Riedel was hired by TheatreWeek Magazine in 1989, and he became the theater columnist for the New York Post in 1998. He worked at the New York Daily News for five years before returning to the Post. He is also co-host of Theater Talk for PBS.

The host of Thursday’s free discussion in the DCPA’s Conservatory Theatre in the Newman Center for Theatre Education will be David Stone. He’s the producer of both Wicked and If/Then, which launches its first national tour in Denver on Tuesday. Stone is proof that not every Broadway producer quakes in fear of Riedel. “He grew up in the business at the same time I did,” Riedel said, “and we have been friends since we both started out.”

Riedel will take questions from the audience and sign copies of his book, which will be available for purchase on Thursday.


Here are more excerpts from Michael Riedel’s conversation with DCPA Senior Arts Journalist John Moore:

John Moore: So what did you really think of Brooklyn?

(Pause)

Michael Riedel: Brooklyn is a great borough. It’s really come up in the world. There are great restaurants there.

John Moore: Man, you really do not like Mitchell Maxwell, do you?

Michael Riedel: I hope you ran him out of town. He’s been thoroughly discredited on Broadway.

John Moore: You seem to have the goods on everyone. How did all of this happen?

Michael Riedel: To be honest with you, I just did it to have fun. I started out as a kid when I was 21. It was a lark. I got the job right out of college at a beer-keg party the weekend I was graduating. I was going to be a lawyer. I never thought I would have anything to do with the theatre, and certainly not journalism. If you read my column closely, you can still see I know nothing about the theatre or journalism. I just fell into it, and it turned out to be kind of fun.

John Moore: But you have brought some of Broadway’s most powerful to their knees.

::::

Required actions |
1. Decide whether each statement agrees with the text about Michael Riedel, answering yes or no and quoting the deciding words: (a) Riedel became the New York Post's theater columnist in 1998. (b) David Stone is a producer of Wicked. (c) Riedel originally planned a career in journalism.
2. According to the text about Michael Riedel, how long did he work at the New York Daily News?
3. Carry the text about Michael Riedel forward from its final line.
The records that follow come from a separate source and are not connected to the text about Michael Riedel.

::::

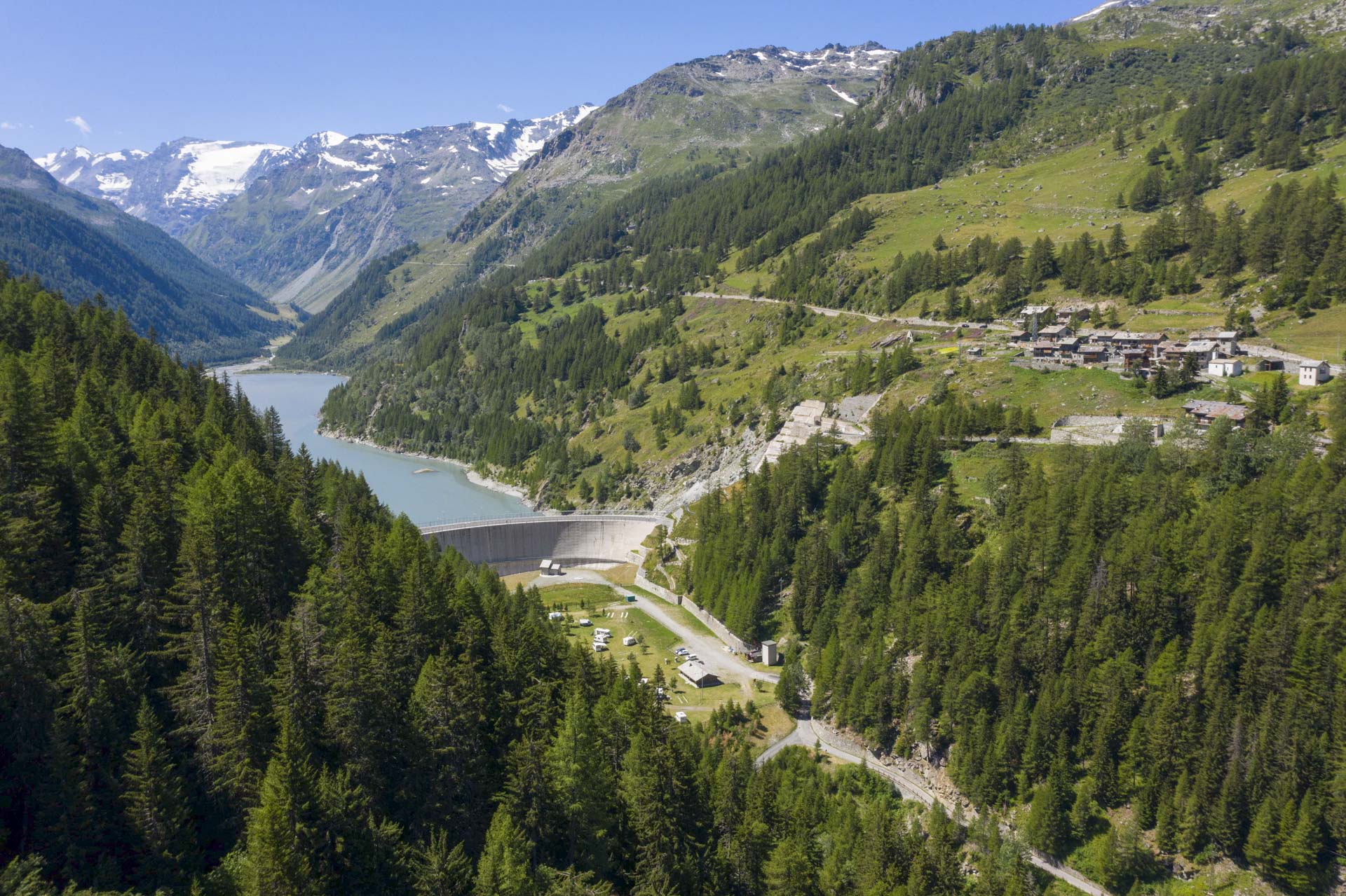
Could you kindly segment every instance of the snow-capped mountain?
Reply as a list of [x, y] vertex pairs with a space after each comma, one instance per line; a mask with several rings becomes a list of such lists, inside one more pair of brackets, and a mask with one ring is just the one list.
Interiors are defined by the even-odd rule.
[[320, 130], [293, 147], [194, 137], [153, 152], [74, 147], [35, 161], [256, 289], [322, 307], [366, 258], [444, 233], [595, 108], [404, 133]]
[[318, 309], [369, 258], [443, 235], [594, 109], [402, 133], [316, 133], [260, 155], [245, 188], [182, 239], [264, 295]]
[[153, 152], [74, 147], [35, 161], [62, 184], [180, 235], [289, 152], [271, 143], [182, 137]]
[[1089, 12], [1084, 12], [1075, 16], [1074, 19], [1071, 19], [1071, 22], [1089, 22], [1090, 19], [1097, 17], [1100, 13], [1104, 13], [1108, 9], [1135, 9], [1137, 7], [1148, 7], [1151, 3], [1154, 3], [1154, 0], [1106, 0], [1105, 3], [1100, 3]]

::::

Expected outputs |
1.
(a) Yes: "he became the theater columnist for the New York Post in 1998"
(b) Yes: "He’s the producer of both Wicked and If/Then"
(c) No: "I was going to be a lawyer."

2. Five years.

3.
Michael Riedel: But there was no grand plan. I was having such a good time interviewing colorful characters like Gerry Schoenfeld; Jimmy Nederlander; Fran and Barry Weissler; Cy Coleman and Charlie Strouse – and I think somehow the fun that I was having came across in my writing. This was at a time in the late ’80s and early ’90s when people really weren’t paying attention to Broadway. This was before we had Beauty and the Beast and The Lion King and Wicked and all the big shows that everyone around the world now loves on Broadway. There was that dip after the success of those Cameron Mackintosh and Andrew Lloyd Webber shows where Broadway seemed kind of sleepy and tired. When I look back now, I was just a public voice who said to people who read the Daily News and New York Post, “You know what? These characters who run Broadway are interesting.” David Stone has always said to me, “People may hate you, but you made this business sound interesting at a time when very few people were paying attention.”

John Moore: So you did a public service.

Michael Riedel: Well, I wouldn’t go that far. I feel, like all good columnists, I did what I did in service to my own burning ambition. But it worked.

John Moore: Tell us about the period of time you cover in Razzle Dazzle.

Michael Riedel: The premise of the book is that New York City, Times Square and Broadway were all down and out in the late 1960s and early ’70s. The city was going bankrupt. Times Square was seedy and dangerous – not a place where any tourist wanted to be. Broadway was in trouble. The Shubert Organization was on the verge of insolvency. Theatres were being torn down. They had more value as parking lots. What I try to show in the book is that a handful of people stuck by Broadway in its hour of need: The Shuberts and Bernie Jacobs and Gerry Schoenfeld and the Nederlanders were buying theatres for a dime back in those days. But it was also artists like Michael Bennett and Joe Papp creating A Chorus Line … David Merrick coming back with 42nd Street … Cameron Mackintosh and Andrew Lloyd Webber coming to New York with Cats. Those guys saved Broadway and, in so doing, lifted not only the theatre world, but also Times Square, and ultimately New York City itself. Because New York has one thing that no other city in the world has, and that’s Broadway. And when everything else was deserting New York in the 1970s, when New York was within hours of declaring bankruptcy, Broadway was still there for New York City. You still had Michael Bennett doing A Chorus Line. You still had Bob Fosse doing Chicago. You had Tom Meehan and Charles Strouse and Martin Charnin doing this little show called Annie that made Jimmy Nederlander and his empire.

John Moore: How important was that to the overall revival of the city?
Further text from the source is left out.